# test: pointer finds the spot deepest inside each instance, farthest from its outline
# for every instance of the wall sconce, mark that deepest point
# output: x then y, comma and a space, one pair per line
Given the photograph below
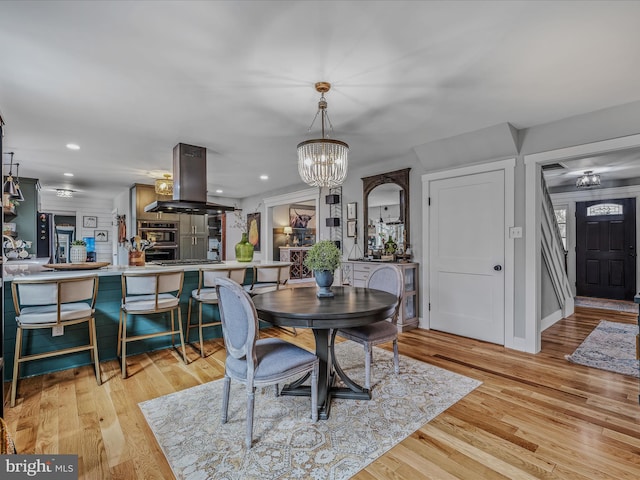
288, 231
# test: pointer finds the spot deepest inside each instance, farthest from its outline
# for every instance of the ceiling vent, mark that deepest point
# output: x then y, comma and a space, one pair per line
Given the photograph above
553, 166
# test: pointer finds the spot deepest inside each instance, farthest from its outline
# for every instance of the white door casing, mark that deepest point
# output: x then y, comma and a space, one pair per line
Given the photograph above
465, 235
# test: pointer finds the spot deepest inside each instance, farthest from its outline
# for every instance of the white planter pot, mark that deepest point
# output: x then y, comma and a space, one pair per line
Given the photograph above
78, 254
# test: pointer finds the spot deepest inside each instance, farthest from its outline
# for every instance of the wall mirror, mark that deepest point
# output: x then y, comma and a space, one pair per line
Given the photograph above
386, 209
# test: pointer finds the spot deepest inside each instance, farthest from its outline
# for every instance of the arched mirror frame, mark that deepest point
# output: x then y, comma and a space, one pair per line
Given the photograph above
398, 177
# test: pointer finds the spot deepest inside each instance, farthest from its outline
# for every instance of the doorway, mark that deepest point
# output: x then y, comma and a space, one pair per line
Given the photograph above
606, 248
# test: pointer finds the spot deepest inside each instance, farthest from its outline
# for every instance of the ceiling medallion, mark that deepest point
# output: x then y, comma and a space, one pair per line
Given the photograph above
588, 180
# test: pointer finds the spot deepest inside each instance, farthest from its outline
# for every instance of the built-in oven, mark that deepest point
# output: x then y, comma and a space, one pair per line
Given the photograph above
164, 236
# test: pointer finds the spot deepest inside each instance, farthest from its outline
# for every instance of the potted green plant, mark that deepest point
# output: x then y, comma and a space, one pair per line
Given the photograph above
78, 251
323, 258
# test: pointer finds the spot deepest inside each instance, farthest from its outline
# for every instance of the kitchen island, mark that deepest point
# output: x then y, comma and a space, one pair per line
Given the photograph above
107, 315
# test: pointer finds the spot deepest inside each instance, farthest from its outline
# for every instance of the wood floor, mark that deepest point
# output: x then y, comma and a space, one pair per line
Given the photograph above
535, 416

_ _ _ _ _ _ _

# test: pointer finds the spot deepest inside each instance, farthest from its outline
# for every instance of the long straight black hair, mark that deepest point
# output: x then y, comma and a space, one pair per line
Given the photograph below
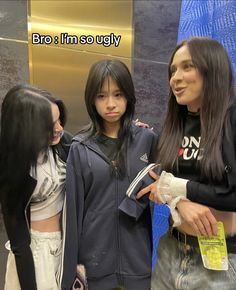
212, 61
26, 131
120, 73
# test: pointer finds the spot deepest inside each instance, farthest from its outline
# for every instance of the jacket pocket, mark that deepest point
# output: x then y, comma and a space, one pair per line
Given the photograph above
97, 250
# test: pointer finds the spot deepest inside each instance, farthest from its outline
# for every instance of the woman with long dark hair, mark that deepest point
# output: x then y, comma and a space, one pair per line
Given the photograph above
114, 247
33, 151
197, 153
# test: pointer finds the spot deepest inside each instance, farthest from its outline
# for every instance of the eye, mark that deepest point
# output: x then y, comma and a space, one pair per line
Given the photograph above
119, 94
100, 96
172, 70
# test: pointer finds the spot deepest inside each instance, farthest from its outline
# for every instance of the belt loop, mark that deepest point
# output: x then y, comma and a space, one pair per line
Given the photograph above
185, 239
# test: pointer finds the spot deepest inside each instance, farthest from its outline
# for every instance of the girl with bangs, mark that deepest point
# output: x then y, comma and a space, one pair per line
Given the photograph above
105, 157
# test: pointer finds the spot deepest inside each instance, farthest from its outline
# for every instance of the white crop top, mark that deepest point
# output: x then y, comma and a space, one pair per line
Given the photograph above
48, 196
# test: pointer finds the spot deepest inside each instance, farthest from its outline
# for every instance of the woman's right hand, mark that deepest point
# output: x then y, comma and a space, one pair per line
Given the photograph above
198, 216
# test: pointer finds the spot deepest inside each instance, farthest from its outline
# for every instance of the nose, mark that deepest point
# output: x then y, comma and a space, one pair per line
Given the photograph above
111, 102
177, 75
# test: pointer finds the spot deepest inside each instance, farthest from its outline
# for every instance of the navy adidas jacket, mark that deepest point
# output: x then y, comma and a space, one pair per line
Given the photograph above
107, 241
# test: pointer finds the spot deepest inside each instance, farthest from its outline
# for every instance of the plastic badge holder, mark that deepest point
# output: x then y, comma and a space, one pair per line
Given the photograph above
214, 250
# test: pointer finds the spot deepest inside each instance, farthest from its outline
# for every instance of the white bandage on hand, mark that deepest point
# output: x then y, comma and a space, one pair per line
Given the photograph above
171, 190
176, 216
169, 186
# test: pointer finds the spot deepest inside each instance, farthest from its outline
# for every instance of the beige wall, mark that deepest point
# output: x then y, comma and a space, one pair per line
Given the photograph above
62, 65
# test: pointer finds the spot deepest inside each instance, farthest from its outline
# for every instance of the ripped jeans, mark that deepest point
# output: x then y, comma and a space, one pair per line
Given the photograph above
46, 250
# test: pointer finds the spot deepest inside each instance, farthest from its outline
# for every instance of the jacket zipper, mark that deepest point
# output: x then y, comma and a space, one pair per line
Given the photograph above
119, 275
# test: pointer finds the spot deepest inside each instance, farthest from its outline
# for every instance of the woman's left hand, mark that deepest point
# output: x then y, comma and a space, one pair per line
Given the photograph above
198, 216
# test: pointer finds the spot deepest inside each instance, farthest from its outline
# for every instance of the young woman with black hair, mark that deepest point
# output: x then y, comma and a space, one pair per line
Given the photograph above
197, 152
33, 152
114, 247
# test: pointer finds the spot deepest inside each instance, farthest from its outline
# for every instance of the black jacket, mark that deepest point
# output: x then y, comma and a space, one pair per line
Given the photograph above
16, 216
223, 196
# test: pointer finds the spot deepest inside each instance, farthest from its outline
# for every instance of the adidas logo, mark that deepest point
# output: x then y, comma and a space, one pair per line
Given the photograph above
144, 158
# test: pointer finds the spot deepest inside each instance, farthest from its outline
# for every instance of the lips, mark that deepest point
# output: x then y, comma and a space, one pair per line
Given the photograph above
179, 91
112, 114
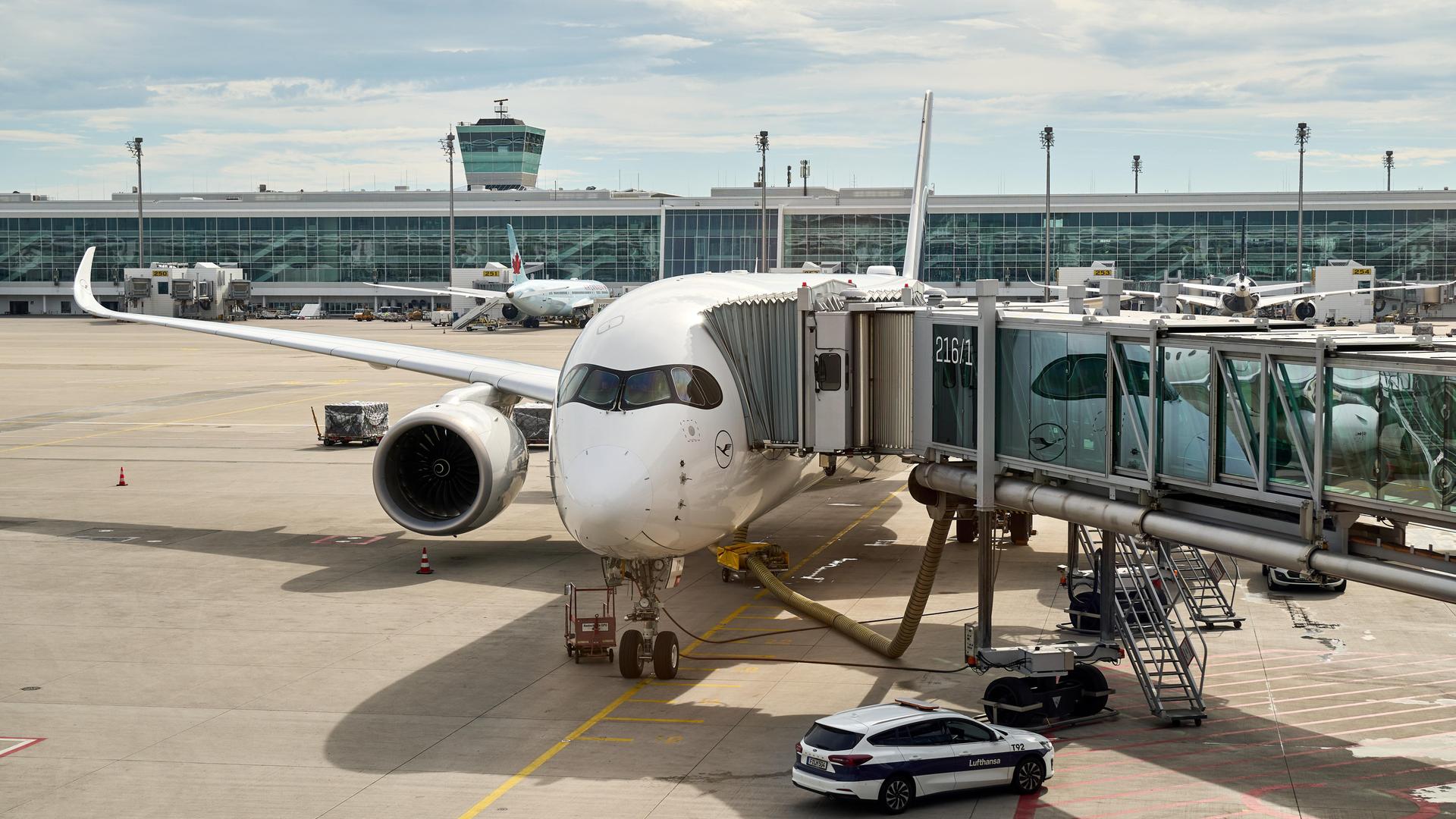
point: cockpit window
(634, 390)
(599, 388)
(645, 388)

_ _ _ _ _ _ _

• _Written instruction_
List every line of the records above that contains the word "ceiling", copying each one in full. Matching is case-sensitive.

• _Response_
# for every instance of the ceiling vent, mark that deepest point
# for every instance of the ceiling medallion, mark that deepest point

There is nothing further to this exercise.